■ Extracted text:
= = =

Python Iterators

Introduction to Python Iterators

Python is built for readability and expressiveness. And when it comes to repeating actions or looping through data, iterators power some of Python’s most elegant features. If you’ve used a for loop in Python, you’ve already touched iterators — you just may not have realized it.

What Is an Iterator?

An iterator is an object that represents a stream of data — it returns one item at a time when you call next() on it. The iterator remembers where it left off and continues from there, making it highly efficient for looping over large datasets or infinite sequences.

Iterable vs Iterator

Before diving deeper, let’s differentiate between two terms:

• Iterable: An object capable of returning its members one at a time. Example: lists, strings, tuples.
• Iterator: An object which implements the __iter__() and __next__() methods. It produces values one at a time using next().

= = =

■ Data in this exercise:

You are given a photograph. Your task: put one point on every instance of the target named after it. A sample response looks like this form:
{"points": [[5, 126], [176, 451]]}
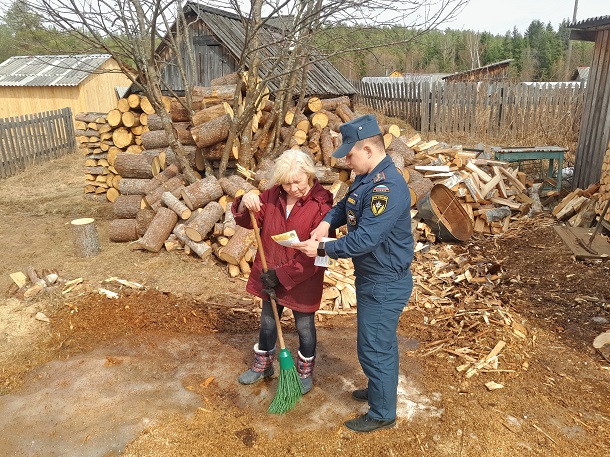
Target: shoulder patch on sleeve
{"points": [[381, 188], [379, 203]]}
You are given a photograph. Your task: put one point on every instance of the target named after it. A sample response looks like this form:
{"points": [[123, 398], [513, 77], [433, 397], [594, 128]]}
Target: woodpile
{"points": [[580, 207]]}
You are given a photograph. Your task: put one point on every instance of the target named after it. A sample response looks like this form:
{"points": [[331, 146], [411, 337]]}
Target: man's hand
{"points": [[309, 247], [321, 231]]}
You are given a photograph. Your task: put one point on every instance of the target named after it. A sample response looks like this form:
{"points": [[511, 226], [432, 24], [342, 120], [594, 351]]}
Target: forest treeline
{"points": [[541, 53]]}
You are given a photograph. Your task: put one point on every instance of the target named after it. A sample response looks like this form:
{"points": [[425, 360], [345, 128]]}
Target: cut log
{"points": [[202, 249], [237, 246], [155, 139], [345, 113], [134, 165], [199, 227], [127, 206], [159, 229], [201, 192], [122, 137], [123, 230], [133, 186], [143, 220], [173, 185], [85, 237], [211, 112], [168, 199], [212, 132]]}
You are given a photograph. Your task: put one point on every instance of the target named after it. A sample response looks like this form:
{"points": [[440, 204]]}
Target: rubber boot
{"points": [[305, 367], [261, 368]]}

= = =

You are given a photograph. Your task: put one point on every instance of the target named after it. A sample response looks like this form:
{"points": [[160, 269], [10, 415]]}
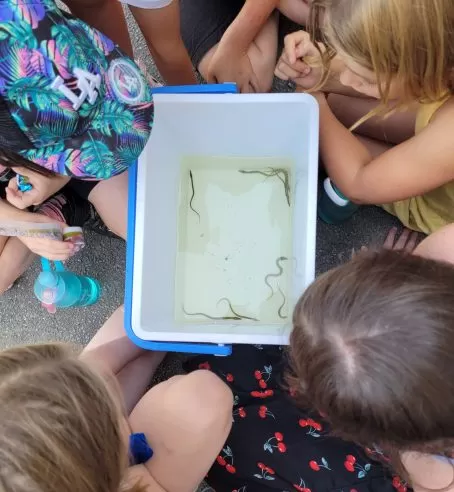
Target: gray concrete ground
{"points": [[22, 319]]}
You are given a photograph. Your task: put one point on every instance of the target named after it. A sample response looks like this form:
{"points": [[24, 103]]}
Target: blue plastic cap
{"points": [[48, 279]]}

= = =

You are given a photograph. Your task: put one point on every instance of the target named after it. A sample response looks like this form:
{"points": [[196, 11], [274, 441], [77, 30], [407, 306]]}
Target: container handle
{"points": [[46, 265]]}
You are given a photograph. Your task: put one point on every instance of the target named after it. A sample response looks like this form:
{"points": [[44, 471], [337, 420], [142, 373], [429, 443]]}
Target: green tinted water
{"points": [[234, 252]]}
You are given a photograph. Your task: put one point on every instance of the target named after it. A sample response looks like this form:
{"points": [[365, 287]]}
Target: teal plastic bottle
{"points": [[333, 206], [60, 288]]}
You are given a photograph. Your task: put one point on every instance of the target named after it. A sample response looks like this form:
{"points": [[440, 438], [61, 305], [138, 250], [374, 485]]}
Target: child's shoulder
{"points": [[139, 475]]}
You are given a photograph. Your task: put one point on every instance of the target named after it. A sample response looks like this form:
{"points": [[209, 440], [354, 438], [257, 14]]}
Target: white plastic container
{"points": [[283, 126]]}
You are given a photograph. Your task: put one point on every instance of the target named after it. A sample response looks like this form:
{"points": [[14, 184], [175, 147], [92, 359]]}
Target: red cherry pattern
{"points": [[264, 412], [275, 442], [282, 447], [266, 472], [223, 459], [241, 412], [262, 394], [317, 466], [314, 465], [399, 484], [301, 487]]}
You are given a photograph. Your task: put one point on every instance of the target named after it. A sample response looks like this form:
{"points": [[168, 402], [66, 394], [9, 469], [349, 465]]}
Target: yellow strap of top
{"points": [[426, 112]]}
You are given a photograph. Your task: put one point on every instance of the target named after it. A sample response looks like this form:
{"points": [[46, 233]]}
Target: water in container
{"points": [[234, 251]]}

= = =

■ To-do list:
(A) In the text on Python iterators, which two methods does an iterator implement?
(B) Show every line of the records that contains the string "shoulder", treating uppercase and lowercase as different.

■ Answers in order:
(A) __iter__() and __next__()

(B)
Target: shoulder patch on sleeve
Target: child's shoulder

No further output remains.